> [Problem to work on]
Each line below should be written out exactly, with none skipped.

> [Extracted material]

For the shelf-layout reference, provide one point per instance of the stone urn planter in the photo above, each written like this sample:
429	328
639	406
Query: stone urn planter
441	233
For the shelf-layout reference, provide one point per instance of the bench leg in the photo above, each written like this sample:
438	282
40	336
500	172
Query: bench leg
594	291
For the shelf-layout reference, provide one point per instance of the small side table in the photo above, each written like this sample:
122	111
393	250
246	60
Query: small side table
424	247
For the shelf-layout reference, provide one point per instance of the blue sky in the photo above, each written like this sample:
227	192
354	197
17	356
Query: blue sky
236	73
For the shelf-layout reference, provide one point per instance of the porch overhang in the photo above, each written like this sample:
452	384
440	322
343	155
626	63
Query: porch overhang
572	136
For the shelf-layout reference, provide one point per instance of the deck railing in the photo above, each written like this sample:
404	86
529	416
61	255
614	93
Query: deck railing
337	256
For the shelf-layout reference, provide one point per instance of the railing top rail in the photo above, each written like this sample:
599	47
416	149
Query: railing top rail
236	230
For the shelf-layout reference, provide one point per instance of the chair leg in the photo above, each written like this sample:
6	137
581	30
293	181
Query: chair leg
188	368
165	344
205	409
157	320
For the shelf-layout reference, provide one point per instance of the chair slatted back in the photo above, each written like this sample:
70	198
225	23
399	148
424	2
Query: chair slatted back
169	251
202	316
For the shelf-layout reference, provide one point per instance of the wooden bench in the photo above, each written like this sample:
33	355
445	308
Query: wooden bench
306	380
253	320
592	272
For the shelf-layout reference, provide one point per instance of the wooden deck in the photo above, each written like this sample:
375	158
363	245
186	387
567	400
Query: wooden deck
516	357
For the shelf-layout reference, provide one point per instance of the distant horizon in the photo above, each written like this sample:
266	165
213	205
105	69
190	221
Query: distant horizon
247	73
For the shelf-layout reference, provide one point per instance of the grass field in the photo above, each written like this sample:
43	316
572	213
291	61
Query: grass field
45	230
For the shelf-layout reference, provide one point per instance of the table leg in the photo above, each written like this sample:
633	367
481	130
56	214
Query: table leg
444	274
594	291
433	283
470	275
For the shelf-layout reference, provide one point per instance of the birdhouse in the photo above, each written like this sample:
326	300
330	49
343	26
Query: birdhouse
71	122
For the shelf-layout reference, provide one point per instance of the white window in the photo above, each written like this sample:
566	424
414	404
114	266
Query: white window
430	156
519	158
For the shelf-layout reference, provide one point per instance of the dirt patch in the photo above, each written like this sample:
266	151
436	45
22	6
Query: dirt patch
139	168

> [Task solution]
For the shelf-layout reference, provide one point per instance of the stone urn planter in the photo above, each written like this sample:
429	328
639	406
Query: stone urn planter
441	233
For the shelf-layout reference, provide one point per instance of the bench leg in the photo above, each written like this sample:
438	282
40	336
500	172
Query: bench leg
594	291
For the shelf-layout reference, provide one point per instance of the small side table in the photo above, each written like this sample:
122	111
393	250
246	60
Query: small side table
424	247
For the shelf-layout reference, provide one point per instance of the blue sky in the photo above, each written like this sample:
227	192
354	197
17	356
Query: blue sky
236	73
For the shelf-layout reference, provide one point per instance of the porch overhang in the photo above, each written like this sample:
452	384
440	322
343	155
626	63
Query: porch overhang
572	136
For the shelf-layout reference, provide one point per instance of the deck railing in the photo above, each written like this sample:
404	86
529	416
61	255
614	93
Query: deck railing
337	256
For the shelf-layout reference, provide one point per instance of the railing top rail in the photo above, each written like this sample:
599	47
416	149
Query: railing top rail
236	230
For the shelf-layout reference, provide one point per instance of the chair leg in the photo above, each written like this sample:
6	137
581	30
293	181
Query: chair leg
188	368
165	344
205	409
157	320
For the shelf-layout reference, provide one point per instance of the chair slatted back in the photo above, each written like this sample:
70	198
225	23
399	148
424	2
Query: chair slatted back
169	251
202	316
For the shelf-layout reference, provide one point per instance of the wooden bench in the photo above, each written like this sample:
33	355
445	308
Query: wooden bench
306	380
253	320
592	272
For the shelf-layout reference, provide one point per instance of the wooden deck in the photo above, each written like this sample:
375	158
363	245
186	387
567	400
Query: wooden deck
516	357
For the shelf-layout reference, provide one point per instance of the distant horizon in the photo above, each written like this sample:
266	165
213	205
105	69
190	221
Query: distant horizon
247	73
For the shelf-layout reference, provide one point per instance of the grass field in the photo above, each written like this sample:
43	316
572	213
291	61
Query: grass field
45	230
For the shelf-layout reference, provide one point per instance of the table leg in the photo above, each written like this sample:
633	367
481	130
56	214
Query: table leg
444	274
594	291
433	283
470	275
For the shelf-layout reference, provide one point per instance of the birdhouse in the photo above, each written like this sample:
326	300
330	49
343	26
Query: birdhouse
71	122
For the shelf-layout reference, provide one point per instance of the white window in the photo above, each written like this sample:
566	424
414	404
114	266
Query: white window
430	156
519	158
For the shelf-layout reference, provide one point per instance of the dirt patch in the photo above, each written like this sample:
266	151
436	45
22	6
Query: dirt patch
139	168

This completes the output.